── Supplied records ──

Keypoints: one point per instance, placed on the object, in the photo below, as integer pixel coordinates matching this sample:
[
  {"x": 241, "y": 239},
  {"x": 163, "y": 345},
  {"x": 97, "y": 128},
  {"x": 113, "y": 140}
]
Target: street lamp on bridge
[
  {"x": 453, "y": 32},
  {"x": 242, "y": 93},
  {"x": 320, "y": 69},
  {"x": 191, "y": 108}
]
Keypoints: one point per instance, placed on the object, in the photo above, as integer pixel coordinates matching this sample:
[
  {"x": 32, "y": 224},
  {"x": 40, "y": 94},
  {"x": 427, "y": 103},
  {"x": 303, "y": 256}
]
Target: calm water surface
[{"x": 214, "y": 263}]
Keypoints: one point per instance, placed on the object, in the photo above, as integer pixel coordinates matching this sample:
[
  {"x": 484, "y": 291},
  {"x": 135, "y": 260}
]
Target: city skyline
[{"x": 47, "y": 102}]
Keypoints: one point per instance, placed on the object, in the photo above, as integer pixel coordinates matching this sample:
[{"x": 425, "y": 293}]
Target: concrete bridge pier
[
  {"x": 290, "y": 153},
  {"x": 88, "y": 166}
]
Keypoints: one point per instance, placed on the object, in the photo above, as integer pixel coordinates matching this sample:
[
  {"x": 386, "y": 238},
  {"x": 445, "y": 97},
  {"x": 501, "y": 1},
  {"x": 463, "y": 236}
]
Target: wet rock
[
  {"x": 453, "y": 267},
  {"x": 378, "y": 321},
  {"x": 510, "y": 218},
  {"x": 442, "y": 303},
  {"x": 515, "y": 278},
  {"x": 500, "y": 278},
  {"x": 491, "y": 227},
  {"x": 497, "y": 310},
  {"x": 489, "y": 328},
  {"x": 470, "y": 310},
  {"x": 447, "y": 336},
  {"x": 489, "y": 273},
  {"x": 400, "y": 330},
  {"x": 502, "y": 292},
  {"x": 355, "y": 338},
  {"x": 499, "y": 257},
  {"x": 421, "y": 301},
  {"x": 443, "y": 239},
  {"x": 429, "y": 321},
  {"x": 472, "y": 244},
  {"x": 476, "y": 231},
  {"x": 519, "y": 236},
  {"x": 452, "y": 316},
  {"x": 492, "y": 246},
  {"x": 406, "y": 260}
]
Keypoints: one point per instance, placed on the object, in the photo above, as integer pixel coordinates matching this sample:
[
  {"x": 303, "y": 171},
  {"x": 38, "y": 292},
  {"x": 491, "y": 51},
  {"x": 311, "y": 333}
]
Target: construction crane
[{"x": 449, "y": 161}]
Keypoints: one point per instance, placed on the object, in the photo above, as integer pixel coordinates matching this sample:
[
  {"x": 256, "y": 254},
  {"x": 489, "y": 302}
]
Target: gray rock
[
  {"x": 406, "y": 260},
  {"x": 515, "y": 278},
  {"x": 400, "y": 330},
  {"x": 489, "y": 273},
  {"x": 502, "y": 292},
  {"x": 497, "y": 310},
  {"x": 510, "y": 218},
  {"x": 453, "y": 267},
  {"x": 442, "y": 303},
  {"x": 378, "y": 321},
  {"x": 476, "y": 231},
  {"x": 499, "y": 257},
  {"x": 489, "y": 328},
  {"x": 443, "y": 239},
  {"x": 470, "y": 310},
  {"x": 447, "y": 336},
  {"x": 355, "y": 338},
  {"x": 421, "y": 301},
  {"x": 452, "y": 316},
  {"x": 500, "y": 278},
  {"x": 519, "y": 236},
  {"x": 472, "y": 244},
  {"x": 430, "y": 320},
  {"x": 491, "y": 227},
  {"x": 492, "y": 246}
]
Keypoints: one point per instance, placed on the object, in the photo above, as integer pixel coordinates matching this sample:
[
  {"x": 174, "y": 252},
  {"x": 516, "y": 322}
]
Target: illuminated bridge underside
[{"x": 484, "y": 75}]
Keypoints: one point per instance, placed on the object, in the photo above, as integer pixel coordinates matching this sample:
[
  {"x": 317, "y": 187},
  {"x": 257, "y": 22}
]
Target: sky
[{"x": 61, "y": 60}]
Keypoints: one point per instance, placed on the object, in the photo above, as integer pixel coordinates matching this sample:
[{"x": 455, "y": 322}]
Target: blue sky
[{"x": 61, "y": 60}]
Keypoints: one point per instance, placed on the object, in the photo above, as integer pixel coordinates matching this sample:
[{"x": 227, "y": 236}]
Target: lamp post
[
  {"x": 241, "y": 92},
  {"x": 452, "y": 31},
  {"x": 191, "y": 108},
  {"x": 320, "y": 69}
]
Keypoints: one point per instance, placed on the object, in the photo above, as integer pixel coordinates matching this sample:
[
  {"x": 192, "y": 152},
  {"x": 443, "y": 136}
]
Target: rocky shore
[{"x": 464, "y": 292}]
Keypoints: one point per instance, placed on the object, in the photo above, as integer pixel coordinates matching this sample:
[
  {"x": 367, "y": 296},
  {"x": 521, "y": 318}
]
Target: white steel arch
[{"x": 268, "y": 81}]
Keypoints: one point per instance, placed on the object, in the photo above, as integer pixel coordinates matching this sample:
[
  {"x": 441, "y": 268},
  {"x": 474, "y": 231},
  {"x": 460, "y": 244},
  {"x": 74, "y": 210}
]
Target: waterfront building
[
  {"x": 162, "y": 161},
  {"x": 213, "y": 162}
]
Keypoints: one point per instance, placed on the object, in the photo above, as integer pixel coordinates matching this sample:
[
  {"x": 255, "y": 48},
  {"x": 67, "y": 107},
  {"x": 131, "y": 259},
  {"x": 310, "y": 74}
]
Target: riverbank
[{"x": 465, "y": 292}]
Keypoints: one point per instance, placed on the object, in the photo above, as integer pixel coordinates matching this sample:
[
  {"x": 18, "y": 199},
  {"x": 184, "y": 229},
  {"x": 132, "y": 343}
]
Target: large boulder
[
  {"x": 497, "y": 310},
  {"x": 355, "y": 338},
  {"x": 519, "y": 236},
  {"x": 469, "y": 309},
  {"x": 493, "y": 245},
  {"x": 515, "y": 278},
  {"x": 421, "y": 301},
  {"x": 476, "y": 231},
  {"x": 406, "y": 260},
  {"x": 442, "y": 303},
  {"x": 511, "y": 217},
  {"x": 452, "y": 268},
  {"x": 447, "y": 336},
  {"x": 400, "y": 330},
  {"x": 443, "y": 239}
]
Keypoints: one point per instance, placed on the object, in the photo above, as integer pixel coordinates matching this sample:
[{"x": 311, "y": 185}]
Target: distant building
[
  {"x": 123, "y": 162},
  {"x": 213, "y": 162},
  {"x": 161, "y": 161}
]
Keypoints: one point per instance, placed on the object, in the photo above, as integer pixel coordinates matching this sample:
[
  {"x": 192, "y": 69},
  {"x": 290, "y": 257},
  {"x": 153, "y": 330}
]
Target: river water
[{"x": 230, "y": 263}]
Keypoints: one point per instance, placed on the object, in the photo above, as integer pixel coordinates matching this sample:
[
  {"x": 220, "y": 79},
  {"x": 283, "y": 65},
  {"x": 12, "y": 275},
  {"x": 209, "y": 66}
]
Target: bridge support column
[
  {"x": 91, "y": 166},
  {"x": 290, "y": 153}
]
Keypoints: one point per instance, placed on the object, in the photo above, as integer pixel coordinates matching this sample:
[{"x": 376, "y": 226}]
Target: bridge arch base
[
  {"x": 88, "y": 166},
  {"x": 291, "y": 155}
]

───

▸ Task description: Please sift the listing above and copy out each line that contains the word "bridge". Case counts.

▸ Reply to the exercise:
Target: street lamp on bridge
Target: concrete bridge pier
Target: illuminated bridge underside
Target: bridge support column
Target: bridge arch base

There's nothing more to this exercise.